SET PROBLEM 1
Please return every line of the records that holds the word "panel", where case counts.

SELECTED TEXT

----------------

# Pet supermarket



## Jeskie (Feb 2, 2015)

Do not buy from them. Or do buy cause u feel super bad for the tortoise.


----------



## wellington (Feb 2, 2015)

The ones by me only have russians. However, they don't do bad by the tort so I don't feel bad for them. I don't buy them though. Even though I have a russian, that I adopted as a favo for a friend, I really never wanted one, so my reason to never having purchased one from the stores. Nothing against russians, don't get me wrong, just always wanted bigger then they get. The little one I do have is pretty cool


----------



## GotTort (Feb 2, 2015)

That looks like more space than they typically get in Petsmart or Petco


----------



## smarch (Feb 5, 2015)

He actually has quite a nice amount of space and it looks like all to himself. 
I bought from a pet store, not for either reason you stated, but because I didn't know any better, I looked for other shops around, but wasn't keen on the idea of shipping and didn't realize how safe it could be until I found this site.

----------------

DATA PROVIDED
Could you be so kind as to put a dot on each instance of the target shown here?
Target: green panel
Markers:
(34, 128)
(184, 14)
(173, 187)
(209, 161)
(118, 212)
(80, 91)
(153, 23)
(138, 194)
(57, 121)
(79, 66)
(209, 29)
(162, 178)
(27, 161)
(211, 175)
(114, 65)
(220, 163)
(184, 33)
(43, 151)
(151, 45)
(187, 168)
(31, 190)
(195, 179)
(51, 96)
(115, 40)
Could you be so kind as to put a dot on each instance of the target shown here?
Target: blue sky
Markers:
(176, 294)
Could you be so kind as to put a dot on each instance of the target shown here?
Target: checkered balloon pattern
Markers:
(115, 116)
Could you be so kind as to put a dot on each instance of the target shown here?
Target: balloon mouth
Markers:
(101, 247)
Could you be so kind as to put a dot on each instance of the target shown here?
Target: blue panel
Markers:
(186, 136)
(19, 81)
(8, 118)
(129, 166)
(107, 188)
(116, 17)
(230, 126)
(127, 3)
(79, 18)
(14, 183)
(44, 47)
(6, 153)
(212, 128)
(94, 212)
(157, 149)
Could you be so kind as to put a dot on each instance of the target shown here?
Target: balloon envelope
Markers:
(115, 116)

----------------

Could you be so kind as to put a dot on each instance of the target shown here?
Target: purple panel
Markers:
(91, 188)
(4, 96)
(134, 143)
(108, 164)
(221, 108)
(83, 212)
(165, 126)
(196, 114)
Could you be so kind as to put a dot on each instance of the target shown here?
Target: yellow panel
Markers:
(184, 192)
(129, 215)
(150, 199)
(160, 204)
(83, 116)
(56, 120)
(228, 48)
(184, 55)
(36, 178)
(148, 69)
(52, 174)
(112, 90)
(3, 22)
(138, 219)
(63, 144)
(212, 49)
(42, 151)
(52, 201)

----------------

SET PROBLEM 2
Answer these about the forum thread:
(a) Which tortoises do the stores near wellington have?
(b) Which two stores does GotTort name?
(c) What idea was smarch not keen on?

ANSWER 1
Target: green panel
Target: blue panel
Target: purple panel
Target: yellow panel

ANSWER 2
(a) Only Russians.
(b) Petsmart and Petco.
(c) Shipping.